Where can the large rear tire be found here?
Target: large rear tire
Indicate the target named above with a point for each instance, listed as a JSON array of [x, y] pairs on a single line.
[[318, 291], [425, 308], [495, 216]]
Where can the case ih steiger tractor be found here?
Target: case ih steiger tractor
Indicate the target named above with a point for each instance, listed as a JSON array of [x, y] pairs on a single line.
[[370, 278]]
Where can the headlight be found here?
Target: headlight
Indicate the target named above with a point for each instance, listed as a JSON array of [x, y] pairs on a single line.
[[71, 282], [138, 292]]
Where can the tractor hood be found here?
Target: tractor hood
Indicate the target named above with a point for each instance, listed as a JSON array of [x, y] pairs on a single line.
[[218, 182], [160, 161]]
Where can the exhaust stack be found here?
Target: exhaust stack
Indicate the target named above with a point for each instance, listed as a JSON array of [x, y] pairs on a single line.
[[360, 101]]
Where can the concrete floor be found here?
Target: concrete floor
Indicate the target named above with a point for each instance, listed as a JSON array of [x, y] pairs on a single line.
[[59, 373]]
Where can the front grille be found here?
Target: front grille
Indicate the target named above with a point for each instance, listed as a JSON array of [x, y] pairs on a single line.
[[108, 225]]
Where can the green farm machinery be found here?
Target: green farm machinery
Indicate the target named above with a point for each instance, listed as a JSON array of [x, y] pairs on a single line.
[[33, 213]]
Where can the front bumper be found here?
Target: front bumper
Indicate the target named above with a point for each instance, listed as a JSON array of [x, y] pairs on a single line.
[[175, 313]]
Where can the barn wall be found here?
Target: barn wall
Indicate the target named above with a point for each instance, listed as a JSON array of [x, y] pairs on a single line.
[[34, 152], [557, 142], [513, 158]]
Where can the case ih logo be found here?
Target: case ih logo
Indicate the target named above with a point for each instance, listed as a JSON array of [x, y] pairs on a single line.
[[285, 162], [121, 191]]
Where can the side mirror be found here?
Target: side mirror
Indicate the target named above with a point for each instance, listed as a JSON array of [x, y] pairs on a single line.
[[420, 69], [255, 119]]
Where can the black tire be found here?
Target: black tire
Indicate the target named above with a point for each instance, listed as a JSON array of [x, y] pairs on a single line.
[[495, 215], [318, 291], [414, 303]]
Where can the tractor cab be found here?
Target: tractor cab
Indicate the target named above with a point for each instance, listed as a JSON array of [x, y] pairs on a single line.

__Problem requirements__:
Above are some records. Count the lines among them with the word "tractor", and answer with the number only.

__Result of this task__:
6